Start of Entries
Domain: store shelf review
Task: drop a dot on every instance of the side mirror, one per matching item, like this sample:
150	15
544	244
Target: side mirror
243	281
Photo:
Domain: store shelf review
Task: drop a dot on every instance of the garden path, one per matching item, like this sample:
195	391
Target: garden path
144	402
End of Entries
Start of Entries
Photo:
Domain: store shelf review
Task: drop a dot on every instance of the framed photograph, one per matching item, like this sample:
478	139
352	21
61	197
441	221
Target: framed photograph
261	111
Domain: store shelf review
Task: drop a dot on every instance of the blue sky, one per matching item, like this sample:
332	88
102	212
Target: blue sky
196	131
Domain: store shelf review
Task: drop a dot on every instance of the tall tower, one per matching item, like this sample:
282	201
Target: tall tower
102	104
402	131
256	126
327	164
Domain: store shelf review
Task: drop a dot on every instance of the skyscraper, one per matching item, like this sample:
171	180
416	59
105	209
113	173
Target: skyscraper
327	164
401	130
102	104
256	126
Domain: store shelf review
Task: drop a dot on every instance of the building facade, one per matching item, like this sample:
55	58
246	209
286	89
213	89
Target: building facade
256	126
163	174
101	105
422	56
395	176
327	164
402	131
End of Entries
Start of Entries
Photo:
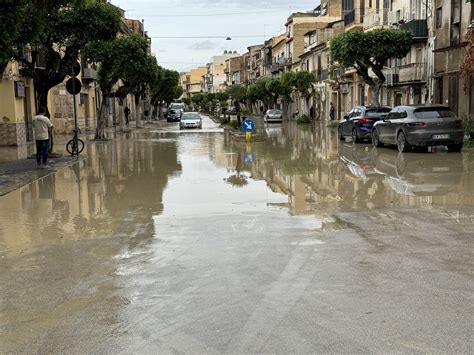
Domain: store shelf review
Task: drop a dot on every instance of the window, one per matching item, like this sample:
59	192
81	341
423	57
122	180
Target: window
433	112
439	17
End of Entries
Aim: Filter the lines above and copy in full each line that contains the string "like". Matching is case-sensitive.

Reply:
Task: drop a dot on every instance of the side mirror, one per matching item, like this sample:
Task: drop a dot on every instance of the garden path, one per matching item, like this sample:
Task: drop a dot on every instance of the framed photograph, one per matching item, like this sample:
Task: drop a dot on every instance of the blue sky, one per matching item, like this sample:
Task: drop a dot on every instance of the tall tower, one per matching item, like this sample:
Task: drop a dot on every instance of the skyscraper, one per matching item, like this sample:
Task: drop a dot on every instance of the building facade, one per matching item, like this sample:
Task: drop a dot on every instance of the window, one per matching item, like this sample:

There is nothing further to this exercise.